(BRIEF 1)
Summarize the event program in two sentences.

(DOCUMENT SEGMENT)
○ ○ ○
Preliminary Program of DISC event on Networking

Thursday, October 17

17:30-17:40: Welcome Remarks

17:40-18:10: Resource Placement Under Stochastic Demands in Networked Topologies

Hanoch Levy, Tel Aviv University

We consider the problem of how to place and efficiently utilize resources in network environments. The setting consists of a regionally organized system which must satisfy regionally varying demands for various resources. The operator aims at placing resources in the regions as to minimize the cost of providing the demands. Examples of applications include peer supported video on demand services and cloud-based systems consisting of regional server-farms. The challenge posed by the system is the need to deal with an arbitrary multi-dimensional (high-dimensionality) stochastic demand. We show that, despite this complexity, one can optimize the system operation while accounting for the full demand distribution. We analyze this problem and provide a solution framework and algorithmic solutions for a wide variety of model variations.

      • Joint work with Yuval Rochman and Eli Brosh

18:10-18:40: Efficient multi-pattern matching on Compressed HTTP traffic.

Yaron Koral, Tel Aviv University and the Hebrew University

‘Signature-based’ detection is one of the fundamental technique to detect malicious activities in a network environment. Today, the performance of the security tools is dominated by the speed of the string-matching algorithms that detect these signatures.

A significant part of the traffic over the Internet is compressed HTTP. However, current security tools do not deal with such a traffic and require some kind of decompression phase before performing the multi-patterns matching task. Thus, there is a high performance penalty in pattern matching on compressed data.

In this talk, we present efficient algorithms for ’on-the-fly’ multi-pattern matching algorithms for common HTTP compression algorithms, such as GZIP and SDCH (Google’s compression algorithm). Our results show that surprisingly it is usually faster to do pattern matching on the compressed data, with the penalty of decompression, than to do pattern matching on regular traffic.

The talk is based on three papers: one with A. Bremler-Barr (INFOCOM 2009, later in Transactions on Networking 2012), one with Y. Afek and A. Bremler-Barr (Networking 2011,  later in Computer Communication 2012) and one with S. Tzur-David, D. Hay and A. Bremler-Barr (INFOCOM 2012).

18:40-19:10: Some Open Questions on the Borderline of Networking and Distributed Computing.

Michael Schapira, the Hebrew University

We will illustrate via Internet routing several promising research directions at the interface of distributed computing and networking including mechanisms for establishing connectivity (and other desiderata) in the data plane, self-stabilizing Internet protocols, and incentive-compatible protocols.
○ ○ ○
(THE DATA)

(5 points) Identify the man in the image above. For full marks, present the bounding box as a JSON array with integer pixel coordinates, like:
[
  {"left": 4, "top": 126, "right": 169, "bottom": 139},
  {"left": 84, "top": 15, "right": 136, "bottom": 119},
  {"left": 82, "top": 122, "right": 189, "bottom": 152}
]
○ ○ ○
(BRIEF 2)
Update the listing that follows the event program by replacing "man" with "woman", leaving everything else unchanged.

(RESPONSE 1)
The preliminary program of a DISC event on networking, held on Thursday, October 17, opens with welcome remarks at 17:30 and then lists three talks. Hanoch Levy of Tel Aviv University speaks on resource placement under stochastic demands in networked topologies, Yaron Koral on efficient multi-pattern matching on compressed HTTP traffic, and Michael Schapira of the Hebrew University on open questions at the borderline of networking and distributed computing.

(RESPONSE 2)
(5 points) Identify the woman in the image above. For full marks, present the bounding box as a JSON array with integer pixel coordinates, like:
[
  {"left": 4, "top": 126, "right": 169, "bottom": 139},
  {"left": 84, "top": 15, "right": 136, "bottom": 119},
  {"left": 82, "top": 122, "right": 189, "bottom": 152}
]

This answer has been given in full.